Thus, the Indian Prime Minister Mr. Modi’s image and cult is strong and larger than life, principally because, there is no clear alternative before the Indians.
As the elections approach in India, all parties are chucking discretion to the winds, and deploying every gimmick to seek votes. The contest to outdo each other in making promises of a wonderful new India, is almost mortifying. Mr. Rahul Gandhi, leader of the opposition Congress, is promising a minimum income guarantee of Rs. 72,000 (USD 1,030) per annum, to the bottom 20 per cent of poor Indians. Prime Minister Modi has also promised an annual dole of Rs. 6,000 (USD 86) per annum to marginal farmers.
The key question is: from where will the money come to make these large pay-outs annually? The job of the government should be to create employment, foster business and industry so that people work and make a living and a career. Political parties are promising the moon to the voters, just to seek votes.
Tax collections are a mere 16.5 per cent of the GDP of India. So how will the country fund all these election extravaganzas? We will have an era of fiscal deficits, which will nurture inflation. Free monies or doles, only make people lazy and inefficient.
As an ordinary citizen, I have paid my taxes faithfully for the last 45 years, but have never received any medical assistance, unemployment allowance or pension from the government, whenever I need these. Such is the life of the middle classes in India.
So Modi seems powerful purely because the opposition cannot position a strong leader, who is intellectually able and street-smart enough, to sway the masses with the right appeals and rhetoric. Herein lies India’s tragedy.
In the ensuing elections it is widely expected that the BJP, which had failed to deliver its many promises, may drop from 282 seat to about 200-225. This would deprive the party of the simple majority that it had in 2014, when it needed no allies to form a government. The Congress under the more strident leadership of Rahul Gandhi and the growing disillusionment of the BJP may augment its tally of seats from 44 to about 90. Thus no leading party like the BJP or the Congress, will be able to form a government on its own.

INFORMATION SHOWN ::

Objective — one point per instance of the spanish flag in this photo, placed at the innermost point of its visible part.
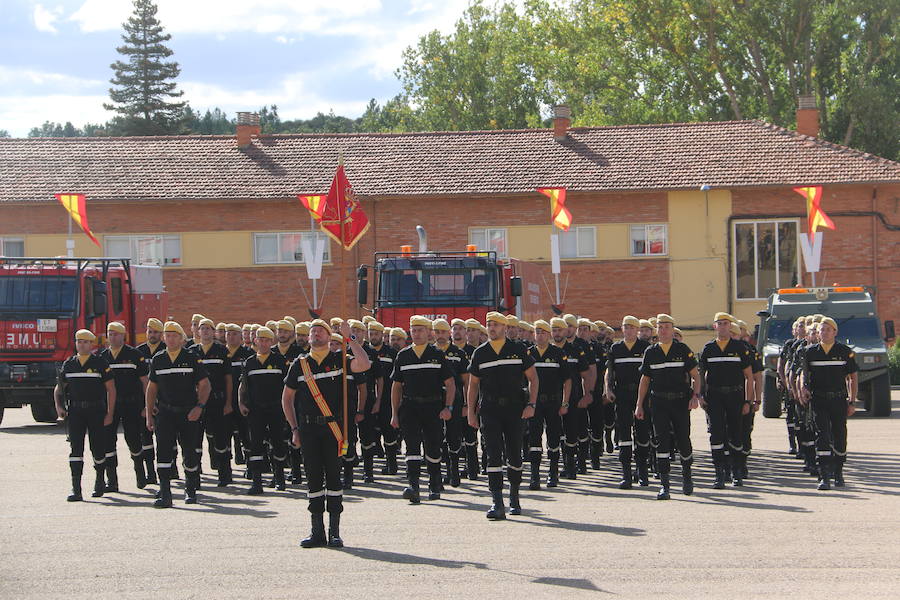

TASK ITEM A :: From the piece on India's elections, list every seat count it gives and the party each one belongs to.
TASK ITEM B :: Copy the passage of the piece on India's elections from "In the ensuing" up to and including "on its own.", word for word.
TASK ITEM C :: Carry on the piece on India's elections from the point where it ends.

TASK OUTPUT A ::
- BJP: 282
- BJP: about 200-225
- Congress: 44
- Congress: about 90

TASK OUTPUT B ::
In the ensuing elections it is widely expected that the BJP, which had failed to deliver its many promises, may drop from 282 seat to about 200-225. This would deprive the party of the simple majority that it had in 2014, when it needed no allies to form a government. The Congress under the more strident leadership of Rahul Gandhi and the growing disillusionment of the BJP may augment its tally of seats from 44 to about 90. Thus no leading party like the BJP or the Congress, will be able to form a government on its own.

TASK OUTPUT C ::
Power will shift to the assorted regional parties in India. India is gradually becoming a nation of regional parties, which will collectively determine a rather muddled, middling future path. In 2014, the BJP and the Congress had 326 seats of the total 543. However the combined vote share of the BJP and the Congress was only 50.3 per cent. Thus, various regional parties had won 217 seats but far more important, collated 49.7, i.e. almost 50 per cent of the votes.
This has an almost ominous undertone. It means that about half of India has more faith in local, linguistic, regional parties than the two mainstream parties. This regional empowerment may prevent the two national parties from forming governments on their own in the future. However it also underscores the trend amongst the various regions in the country, to think locally and not nationally.
So, the regional parties may decide who will rule the world’s largest democracy from 23 May, 2019. In all probability it will be the BJP who will club a coalition with its allies to form the government. However, the BJP is unlikely to have a simple majority and will depend on its allies to survive.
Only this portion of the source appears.